[osis-core] OSIS work regex

Todd Tillinghast osis-core@bibletechnologieswg.org
Wed, 14 Aug 2002 14:35:02 -0600


The statement below does not make since to me.  It seems you are saying
two conflicting things.  In any case, it seems that you are saying that
we should conform to the XML standard.  

I guess what I am suggesting is that we have references that can be XML
IDs.  I am not sure what all of the precluded and allowed characters
are.  I know that Patrick was much better verse at this when we talked
several months ago on this very topic.

The trouble with this whole line of discussion is that ":", "[", and "]"
are not allowed in XML IDs!

Also the test I did with an "_" leading was ok, it was the leading
number that was the problem we had before.  

SORRY FOR THE BOGUS DETOUR RELATED TO "_"!

The issue still remains related to OSIS references and identifiers as
XML IDs.  I think that is why I was using ".." rather than ":" long ago.
If we trade the ":" for ".." and do away with the "[" and "]" then we
would be back with a valid XML ID.  (Of course ALLOW "_" and preclude
numeral as the leading character.)

Todd

> My "XML in a Nutshell" reference book says that XML name start
> characters are letters, ideographs, and the underscore, _. If
> we want to conform to XML usage, we should allow ideographs,
underscore,
> but no _ or digits in osisIDs, I guess.
> 
> -Harry
> 
> > -----Original Message-----
> > From: owner-osis-core@bibletechnologieswg.org
> > [mailto:owner-osis-core@bibletechnologieswg.org] On Behalf Of
> > Todd Tillinghast
> > Sent: Wednesday, August 14, 2002 3:34 PM
> > To: osis-core@bibletechnologieswg.org
> > Subject: RE: [osis-core] OSIS work regex
> >
> >
> > I think I am clear now on the proposal.
> >
> > Although we don't intend to use our ids as XML IDs, by
> > allowing a leading "_" we preclude others from using the same
> > syntax/form and set of identifiers in other implementations.
> > This weakens our standard.
> >
> > I hope that encoders other than those encoding OSIS documents
> > would use identifiers that are of the same "currency" as our
> > references and identifiers.  By elimination the option for
> > those identifiers to XML IDs we limit the possibility for
> > wider adoption, influence and interoperability with OSIS document.
> >
> > Todd
> >
> > >
> > > Todd,
> > >
> > > I don't think Harry meant "_" as an extra delimiter (in the
> > same sense
> > > as "." is a delimiter in our syntax but more as a name character
in
> > > writing customary citations of names. It is in a sense a
> > delimiter but
> > > as part of the name to be matched as a string and not a delimiter.
> > (Does
> > > that make any sense at all? Perhaps Harry can state what he
> > meant more
> > > clearly. ;-)

Short problem 1: Which characters does the OSIS thread say are not allowed in XML IDs?

Provided information:
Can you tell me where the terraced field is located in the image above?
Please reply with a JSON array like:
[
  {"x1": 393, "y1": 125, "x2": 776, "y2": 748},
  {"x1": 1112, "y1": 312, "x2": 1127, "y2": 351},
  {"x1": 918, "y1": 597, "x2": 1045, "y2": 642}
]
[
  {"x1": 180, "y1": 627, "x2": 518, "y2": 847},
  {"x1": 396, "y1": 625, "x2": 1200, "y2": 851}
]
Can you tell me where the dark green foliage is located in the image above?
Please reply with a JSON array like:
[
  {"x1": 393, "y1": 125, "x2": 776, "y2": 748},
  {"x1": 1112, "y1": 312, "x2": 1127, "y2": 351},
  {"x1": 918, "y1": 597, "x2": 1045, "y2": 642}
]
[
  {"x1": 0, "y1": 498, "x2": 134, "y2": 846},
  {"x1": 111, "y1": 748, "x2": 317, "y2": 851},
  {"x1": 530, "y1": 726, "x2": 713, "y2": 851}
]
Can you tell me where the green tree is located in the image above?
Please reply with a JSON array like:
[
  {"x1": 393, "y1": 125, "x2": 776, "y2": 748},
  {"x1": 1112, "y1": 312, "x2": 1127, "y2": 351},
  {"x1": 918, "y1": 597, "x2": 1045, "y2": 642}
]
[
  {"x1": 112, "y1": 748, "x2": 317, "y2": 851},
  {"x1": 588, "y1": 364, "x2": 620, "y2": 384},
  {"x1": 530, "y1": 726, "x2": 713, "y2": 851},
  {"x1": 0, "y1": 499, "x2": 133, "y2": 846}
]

Short problem 2: Copy the listing from the line that has "Can you tell me where the dark" through the end of the listing, replacing "located" with "found" and leaving everything else unchanged.

Written response 1: ":", "[", and "]"

Written response 2:
Can you tell me where the dark green foliage is found in the image above?
Please reply with a JSON array like:
[
  {"x1": 393, "y1": 125, "x2": 776, "y2": 748},
  {"x1": 1112, "y1": 312, "x2": 1127, "y2": 351},
  {"x1": 918, "y1": 597, "x2": 1045, "y2": 642}
]
[
  {"x1": 0, "y1": 498, "x2": 134, "y2": 846},
  {"x1": 111, "y1": 748, "x2": 317, "y2": 851},
  {"x1": 530, "y1": 726, "x2": 713, "y2": 851}
]
Can you tell me where the green tree is found in the image above?
Please reply with a JSON array like:
[
  {"x1": 393, "y1": 125, "x2": 776, "y2": 748},
  {"x1": 1112, "y1": 312, "x2": 1127, "y2": 351},
  {"x1": 918, "y1": 597, "x2": 1045, "y2": 642}
]
[
  {"x1": 112, "y1": 748, "x2": 317, "y2": 851},
  {"x1": 588, "y1": 364, "x2": 620, "y2": 384},
  {"x1": 530, "y1": 726, "x2": 713, "y2": 851},
  {"x1": 0, "y1": 499, "x2": 133, "y2": 846}
]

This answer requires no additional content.